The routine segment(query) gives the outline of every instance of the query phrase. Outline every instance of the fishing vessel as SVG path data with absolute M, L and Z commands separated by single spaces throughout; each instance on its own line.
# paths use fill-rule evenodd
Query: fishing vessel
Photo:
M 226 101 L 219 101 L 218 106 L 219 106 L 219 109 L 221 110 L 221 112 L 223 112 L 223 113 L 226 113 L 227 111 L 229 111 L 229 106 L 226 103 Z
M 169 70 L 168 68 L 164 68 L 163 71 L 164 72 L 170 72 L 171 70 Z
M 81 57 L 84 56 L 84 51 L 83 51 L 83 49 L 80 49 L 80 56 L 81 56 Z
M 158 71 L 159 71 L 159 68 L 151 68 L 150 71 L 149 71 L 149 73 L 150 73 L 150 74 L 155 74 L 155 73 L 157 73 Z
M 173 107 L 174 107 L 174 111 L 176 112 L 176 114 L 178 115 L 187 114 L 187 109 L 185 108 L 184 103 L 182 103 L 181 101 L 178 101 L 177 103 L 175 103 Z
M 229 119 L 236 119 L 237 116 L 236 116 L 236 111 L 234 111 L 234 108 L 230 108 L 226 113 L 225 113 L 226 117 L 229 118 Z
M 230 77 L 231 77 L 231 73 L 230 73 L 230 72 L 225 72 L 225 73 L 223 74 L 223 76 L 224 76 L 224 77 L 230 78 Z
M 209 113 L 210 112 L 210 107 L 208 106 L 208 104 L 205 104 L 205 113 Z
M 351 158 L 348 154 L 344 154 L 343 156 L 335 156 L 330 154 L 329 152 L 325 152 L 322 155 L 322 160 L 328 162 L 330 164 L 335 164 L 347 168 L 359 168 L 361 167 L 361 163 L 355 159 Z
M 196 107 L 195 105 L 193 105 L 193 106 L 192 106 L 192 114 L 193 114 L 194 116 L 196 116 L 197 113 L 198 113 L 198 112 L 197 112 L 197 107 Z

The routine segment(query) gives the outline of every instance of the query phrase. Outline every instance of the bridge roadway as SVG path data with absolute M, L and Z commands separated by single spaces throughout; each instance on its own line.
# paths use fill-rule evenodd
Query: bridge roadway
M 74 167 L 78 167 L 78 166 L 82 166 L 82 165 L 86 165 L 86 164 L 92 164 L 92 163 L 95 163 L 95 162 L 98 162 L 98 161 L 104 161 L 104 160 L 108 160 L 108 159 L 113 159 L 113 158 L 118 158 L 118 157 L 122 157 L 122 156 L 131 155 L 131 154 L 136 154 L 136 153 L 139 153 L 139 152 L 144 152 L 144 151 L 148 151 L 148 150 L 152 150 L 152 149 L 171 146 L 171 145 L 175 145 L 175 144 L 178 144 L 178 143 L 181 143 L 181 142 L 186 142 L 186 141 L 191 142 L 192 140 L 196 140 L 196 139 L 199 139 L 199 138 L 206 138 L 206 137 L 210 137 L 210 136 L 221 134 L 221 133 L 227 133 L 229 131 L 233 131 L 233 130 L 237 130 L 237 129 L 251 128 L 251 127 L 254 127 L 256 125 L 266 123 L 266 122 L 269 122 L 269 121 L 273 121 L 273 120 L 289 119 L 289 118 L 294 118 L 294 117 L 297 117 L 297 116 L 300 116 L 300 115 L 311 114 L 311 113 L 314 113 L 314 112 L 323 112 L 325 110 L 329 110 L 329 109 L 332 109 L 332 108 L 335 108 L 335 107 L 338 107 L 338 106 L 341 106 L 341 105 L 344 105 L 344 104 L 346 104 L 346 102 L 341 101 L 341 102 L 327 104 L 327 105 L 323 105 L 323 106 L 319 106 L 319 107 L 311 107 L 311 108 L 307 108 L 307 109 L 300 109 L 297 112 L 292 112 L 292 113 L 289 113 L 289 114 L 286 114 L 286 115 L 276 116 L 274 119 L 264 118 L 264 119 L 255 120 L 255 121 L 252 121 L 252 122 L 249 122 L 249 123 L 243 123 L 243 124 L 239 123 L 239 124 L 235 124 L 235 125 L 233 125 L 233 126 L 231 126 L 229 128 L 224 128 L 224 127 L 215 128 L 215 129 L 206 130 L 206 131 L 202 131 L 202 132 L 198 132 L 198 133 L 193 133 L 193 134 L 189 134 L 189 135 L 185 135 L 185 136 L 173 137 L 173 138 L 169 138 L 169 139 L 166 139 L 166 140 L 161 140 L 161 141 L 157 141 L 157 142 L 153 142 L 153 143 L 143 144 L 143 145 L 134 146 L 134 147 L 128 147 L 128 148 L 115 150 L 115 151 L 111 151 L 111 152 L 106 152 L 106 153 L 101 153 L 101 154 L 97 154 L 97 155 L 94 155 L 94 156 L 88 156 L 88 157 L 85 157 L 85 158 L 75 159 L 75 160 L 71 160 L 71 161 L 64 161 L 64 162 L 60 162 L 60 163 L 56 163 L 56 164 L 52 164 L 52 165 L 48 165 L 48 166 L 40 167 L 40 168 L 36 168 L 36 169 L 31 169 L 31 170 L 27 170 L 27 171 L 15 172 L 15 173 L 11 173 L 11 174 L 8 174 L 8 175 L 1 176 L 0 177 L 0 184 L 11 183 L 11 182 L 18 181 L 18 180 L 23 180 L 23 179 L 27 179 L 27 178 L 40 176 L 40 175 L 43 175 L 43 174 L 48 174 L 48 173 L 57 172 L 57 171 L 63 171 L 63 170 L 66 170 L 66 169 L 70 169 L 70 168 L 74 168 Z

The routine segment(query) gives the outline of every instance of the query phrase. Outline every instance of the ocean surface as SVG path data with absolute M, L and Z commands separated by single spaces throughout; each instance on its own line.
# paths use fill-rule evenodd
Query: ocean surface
══════════════════════════════
▸ **Task objective**
Retype the data exactly as it reads.

▸ **Solution for this exercise**
The routine segment(query) gives the outline of every instance of the query phrase. Outline every instance of the fishing vessel as SVG path data with absolute M, L and Z commands separated by single spaces throughout; each instance on its own line.
# paths use fill-rule evenodd
Query: fishing vessel
Photo:
M 226 101 L 219 101 L 218 106 L 219 106 L 219 109 L 221 110 L 221 112 L 223 112 L 223 113 L 226 113 L 227 111 L 229 111 L 229 106 L 226 103 Z
M 169 70 L 168 68 L 164 68 L 163 71 L 164 72 L 170 72 L 171 70 Z
M 81 57 L 84 56 L 84 51 L 83 51 L 83 49 L 80 49 L 80 56 L 81 56 Z
M 158 71 L 159 71 L 159 68 L 151 68 L 150 71 L 149 71 L 149 73 L 150 73 L 150 74 L 155 74 L 155 73 L 157 73 Z
M 173 107 L 174 107 L 174 111 L 176 112 L 176 114 L 178 115 L 187 114 L 187 109 L 185 108 L 184 103 L 182 103 L 181 101 L 178 101 L 177 103 L 175 103 Z
M 229 119 L 236 119 L 237 116 L 236 116 L 236 111 L 234 111 L 234 108 L 230 108 L 226 113 L 225 113 L 226 117 L 229 118 Z
M 230 77 L 231 77 L 231 73 L 230 73 L 230 72 L 225 72 L 225 73 L 223 74 L 223 76 L 224 76 L 224 77 L 230 78 Z
M 209 113 L 210 112 L 210 107 L 208 106 L 208 104 L 205 104 L 205 113 Z
M 351 158 L 348 154 L 344 154 L 343 156 L 335 156 L 330 154 L 329 152 L 325 152 L 322 155 L 322 160 L 328 162 L 330 164 L 335 164 L 347 168 L 359 168 L 361 167 L 361 163 L 355 159 Z
M 196 107 L 195 105 L 193 105 L 193 106 L 192 106 L 192 114 L 193 114 L 194 116 L 196 116 L 197 113 L 198 113 L 198 112 L 197 112 L 197 107 Z

The routine segment(query) gives the outline of every instance of the query phrase. Outline every instance of the bridge roadway as SVG path data with absolute M, L and Z commands separated by single spaces throughout; each instance on its own line.
# paths use fill-rule evenodd
Query: bridge roadway
M 74 167 L 78 167 L 78 166 L 82 166 L 82 165 L 86 165 L 86 164 L 92 164 L 92 163 L 95 163 L 95 162 L 98 162 L 98 161 L 104 161 L 104 160 L 108 160 L 108 159 L 113 159 L 113 158 L 118 158 L 118 157 L 122 157 L 122 156 L 131 155 L 131 154 L 136 154 L 136 153 L 139 153 L 139 152 L 144 152 L 144 151 L 148 151 L 148 150 L 152 150 L 152 149 L 171 146 L 171 145 L 175 145 L 175 144 L 178 144 L 178 143 L 181 143 L 181 142 L 186 142 L 186 141 L 191 142 L 192 140 L 196 140 L 196 139 L 199 139 L 199 138 L 206 138 L 206 137 L 210 137 L 210 136 L 221 134 L 221 133 L 227 133 L 229 131 L 233 131 L 233 130 L 237 130 L 237 129 L 251 128 L 251 127 L 254 127 L 256 125 L 266 123 L 266 122 L 269 122 L 269 121 L 273 121 L 273 120 L 289 119 L 289 118 L 294 118 L 294 117 L 297 117 L 297 116 L 300 116 L 300 115 L 311 114 L 311 113 L 314 113 L 314 112 L 323 112 L 325 110 L 329 110 L 329 109 L 332 109 L 332 108 L 335 108 L 335 107 L 338 107 L 338 106 L 341 106 L 341 105 L 344 105 L 344 104 L 346 104 L 346 102 L 341 101 L 341 102 L 327 104 L 327 105 L 323 105 L 323 106 L 319 106 L 319 107 L 311 107 L 311 108 L 307 108 L 307 109 L 300 109 L 297 112 L 292 112 L 292 113 L 289 113 L 289 114 L 286 114 L 286 115 L 276 116 L 274 119 L 264 118 L 264 119 L 255 120 L 255 121 L 252 121 L 252 122 L 249 122 L 249 123 L 243 123 L 243 124 L 239 123 L 239 124 L 235 124 L 235 125 L 233 125 L 233 126 L 231 126 L 229 128 L 224 128 L 224 127 L 215 128 L 215 129 L 206 130 L 206 131 L 202 131 L 202 132 L 198 132 L 198 133 L 193 133 L 193 134 L 189 134 L 189 135 L 185 135 L 185 136 L 173 137 L 173 138 L 169 138 L 169 139 L 166 139 L 166 140 L 161 140 L 161 141 L 157 141 L 157 142 L 153 142 L 153 143 L 143 144 L 143 145 L 134 146 L 134 147 L 128 147 L 128 148 L 115 150 L 115 151 L 111 151 L 111 152 L 106 152 L 106 153 L 101 153 L 101 154 L 97 154 L 97 155 L 94 155 L 94 156 L 88 156 L 88 157 L 85 157 L 85 158 L 75 159 L 75 160 L 71 160 L 71 161 L 64 161 L 64 162 L 60 162 L 60 163 L 56 163 L 56 164 L 52 164 L 52 165 L 48 165 L 48 166 L 40 167 L 40 168 L 36 168 L 36 169 L 31 169 L 31 170 L 27 170 L 27 171 L 15 172 L 15 173 L 11 173 L 11 174 L 8 174 L 8 175 L 1 176 L 0 177 L 0 184 L 11 183 L 11 182 L 18 181 L 18 180 L 23 180 L 23 179 L 27 179 L 27 178 L 40 176 L 40 175 L 43 175 L 43 174 L 48 174 L 48 173 L 57 172 L 57 171 L 63 171 L 63 170 L 66 170 L 66 169 L 70 169 L 70 168 L 74 168 Z

The routine segment(query) gives the outline of every instance of the query phrase. Outline every instance of the ocean surface as SVG path data with absolute M, L and Z commands separated by single spaces throughout; each instance on its own line.
# paths use fill-rule evenodd
Query: ocean surface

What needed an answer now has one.